━━ PROVIDED INFORMATION

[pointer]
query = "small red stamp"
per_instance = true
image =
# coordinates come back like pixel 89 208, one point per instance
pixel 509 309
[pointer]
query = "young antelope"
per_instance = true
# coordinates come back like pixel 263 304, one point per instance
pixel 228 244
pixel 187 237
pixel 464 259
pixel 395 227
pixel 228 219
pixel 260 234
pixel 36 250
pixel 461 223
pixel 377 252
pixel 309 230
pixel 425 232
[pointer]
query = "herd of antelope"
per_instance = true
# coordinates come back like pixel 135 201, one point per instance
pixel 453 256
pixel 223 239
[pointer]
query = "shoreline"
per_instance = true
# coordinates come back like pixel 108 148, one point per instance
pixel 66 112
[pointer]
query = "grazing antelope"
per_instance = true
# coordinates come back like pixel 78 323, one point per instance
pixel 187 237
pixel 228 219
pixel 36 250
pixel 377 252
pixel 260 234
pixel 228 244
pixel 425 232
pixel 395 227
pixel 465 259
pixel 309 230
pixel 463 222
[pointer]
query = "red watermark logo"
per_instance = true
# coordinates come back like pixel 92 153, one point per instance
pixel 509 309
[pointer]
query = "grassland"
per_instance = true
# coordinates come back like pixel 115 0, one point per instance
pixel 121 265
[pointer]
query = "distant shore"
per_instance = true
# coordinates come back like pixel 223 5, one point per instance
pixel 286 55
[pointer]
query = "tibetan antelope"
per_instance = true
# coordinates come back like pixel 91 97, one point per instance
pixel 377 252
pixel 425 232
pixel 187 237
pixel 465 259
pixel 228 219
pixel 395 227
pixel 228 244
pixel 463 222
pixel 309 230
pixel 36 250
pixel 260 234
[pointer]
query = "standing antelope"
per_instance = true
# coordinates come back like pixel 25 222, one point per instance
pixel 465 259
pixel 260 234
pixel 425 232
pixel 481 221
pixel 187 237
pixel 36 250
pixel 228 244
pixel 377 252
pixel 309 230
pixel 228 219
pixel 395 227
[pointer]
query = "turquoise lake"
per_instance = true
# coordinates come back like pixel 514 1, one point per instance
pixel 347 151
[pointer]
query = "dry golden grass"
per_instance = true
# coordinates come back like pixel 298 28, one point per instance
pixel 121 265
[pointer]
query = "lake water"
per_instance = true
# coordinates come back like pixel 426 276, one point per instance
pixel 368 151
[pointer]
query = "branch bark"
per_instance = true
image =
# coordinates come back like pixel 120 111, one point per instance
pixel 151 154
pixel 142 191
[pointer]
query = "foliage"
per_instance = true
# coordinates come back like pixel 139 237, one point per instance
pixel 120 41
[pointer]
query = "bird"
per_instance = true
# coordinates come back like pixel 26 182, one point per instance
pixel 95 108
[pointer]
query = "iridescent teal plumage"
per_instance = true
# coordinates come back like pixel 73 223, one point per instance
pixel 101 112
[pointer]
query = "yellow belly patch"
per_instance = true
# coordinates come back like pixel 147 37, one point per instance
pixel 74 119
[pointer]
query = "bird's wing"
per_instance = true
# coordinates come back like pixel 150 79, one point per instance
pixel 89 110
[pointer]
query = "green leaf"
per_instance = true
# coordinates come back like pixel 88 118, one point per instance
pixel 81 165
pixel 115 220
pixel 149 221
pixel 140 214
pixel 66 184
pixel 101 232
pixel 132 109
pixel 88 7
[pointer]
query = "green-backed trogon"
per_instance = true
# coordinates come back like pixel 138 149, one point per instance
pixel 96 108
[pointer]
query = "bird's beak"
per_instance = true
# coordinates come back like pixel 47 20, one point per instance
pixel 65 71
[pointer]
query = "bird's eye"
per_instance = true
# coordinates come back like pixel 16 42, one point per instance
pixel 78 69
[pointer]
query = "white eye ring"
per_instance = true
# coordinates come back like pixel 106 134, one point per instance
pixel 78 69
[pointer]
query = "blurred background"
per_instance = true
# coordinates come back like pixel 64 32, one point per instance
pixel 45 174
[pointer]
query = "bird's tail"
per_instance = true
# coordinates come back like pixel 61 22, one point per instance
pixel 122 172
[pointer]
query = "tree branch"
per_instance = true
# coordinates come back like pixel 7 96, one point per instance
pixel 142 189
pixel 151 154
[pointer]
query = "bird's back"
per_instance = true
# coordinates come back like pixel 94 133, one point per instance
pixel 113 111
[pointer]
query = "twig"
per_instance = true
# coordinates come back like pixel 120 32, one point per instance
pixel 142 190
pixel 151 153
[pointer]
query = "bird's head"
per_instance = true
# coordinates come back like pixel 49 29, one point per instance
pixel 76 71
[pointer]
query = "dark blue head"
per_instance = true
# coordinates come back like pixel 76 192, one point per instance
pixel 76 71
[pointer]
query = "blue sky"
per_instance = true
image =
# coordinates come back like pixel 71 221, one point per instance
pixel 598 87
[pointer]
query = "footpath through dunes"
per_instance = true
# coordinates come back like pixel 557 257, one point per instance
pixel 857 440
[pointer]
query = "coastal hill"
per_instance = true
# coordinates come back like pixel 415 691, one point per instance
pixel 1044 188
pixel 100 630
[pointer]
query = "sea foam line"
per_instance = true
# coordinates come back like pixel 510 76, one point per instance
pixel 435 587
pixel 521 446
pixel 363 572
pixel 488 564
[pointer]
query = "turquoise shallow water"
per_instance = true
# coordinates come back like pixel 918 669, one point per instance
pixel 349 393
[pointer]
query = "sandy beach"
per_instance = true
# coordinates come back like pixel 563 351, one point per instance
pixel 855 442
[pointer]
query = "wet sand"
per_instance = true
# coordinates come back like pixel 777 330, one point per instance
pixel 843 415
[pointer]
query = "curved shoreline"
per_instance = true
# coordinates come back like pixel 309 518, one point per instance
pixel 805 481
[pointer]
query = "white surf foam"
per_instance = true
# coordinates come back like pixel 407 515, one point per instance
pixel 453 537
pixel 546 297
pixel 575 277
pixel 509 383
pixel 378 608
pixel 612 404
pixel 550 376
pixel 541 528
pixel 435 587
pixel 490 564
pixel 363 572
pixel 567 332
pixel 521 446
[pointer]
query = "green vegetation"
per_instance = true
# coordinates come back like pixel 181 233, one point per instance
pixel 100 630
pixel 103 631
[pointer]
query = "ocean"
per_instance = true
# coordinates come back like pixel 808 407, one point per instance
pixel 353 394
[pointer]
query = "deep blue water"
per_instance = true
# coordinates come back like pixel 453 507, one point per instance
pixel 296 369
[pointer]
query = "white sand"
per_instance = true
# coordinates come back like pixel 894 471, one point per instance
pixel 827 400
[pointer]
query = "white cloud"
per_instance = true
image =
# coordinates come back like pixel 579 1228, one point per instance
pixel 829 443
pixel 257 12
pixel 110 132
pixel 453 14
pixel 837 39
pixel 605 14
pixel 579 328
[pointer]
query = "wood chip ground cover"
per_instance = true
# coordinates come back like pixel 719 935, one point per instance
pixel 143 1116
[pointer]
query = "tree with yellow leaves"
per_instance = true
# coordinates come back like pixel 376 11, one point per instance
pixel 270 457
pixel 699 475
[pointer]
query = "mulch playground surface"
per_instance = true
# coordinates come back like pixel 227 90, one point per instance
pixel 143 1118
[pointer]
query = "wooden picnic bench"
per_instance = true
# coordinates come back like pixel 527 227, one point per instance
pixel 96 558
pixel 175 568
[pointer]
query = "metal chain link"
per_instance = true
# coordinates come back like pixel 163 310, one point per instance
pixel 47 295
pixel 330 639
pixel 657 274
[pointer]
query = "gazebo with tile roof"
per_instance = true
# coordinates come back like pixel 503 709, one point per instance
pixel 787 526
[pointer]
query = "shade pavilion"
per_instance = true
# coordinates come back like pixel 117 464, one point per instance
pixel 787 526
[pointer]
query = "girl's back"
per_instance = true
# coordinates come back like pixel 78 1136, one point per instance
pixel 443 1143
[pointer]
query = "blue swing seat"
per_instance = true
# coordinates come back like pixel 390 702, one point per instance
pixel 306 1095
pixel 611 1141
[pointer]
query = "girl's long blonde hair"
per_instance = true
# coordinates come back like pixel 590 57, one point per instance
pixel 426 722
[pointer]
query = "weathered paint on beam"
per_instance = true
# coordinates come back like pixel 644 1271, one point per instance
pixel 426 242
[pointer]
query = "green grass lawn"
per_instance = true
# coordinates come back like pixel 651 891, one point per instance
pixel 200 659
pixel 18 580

━━━━

How many lines in the records above contain the string "bird"? Case counts. Reply with the number alone.

● RESULT OF THIS EXERCISE
7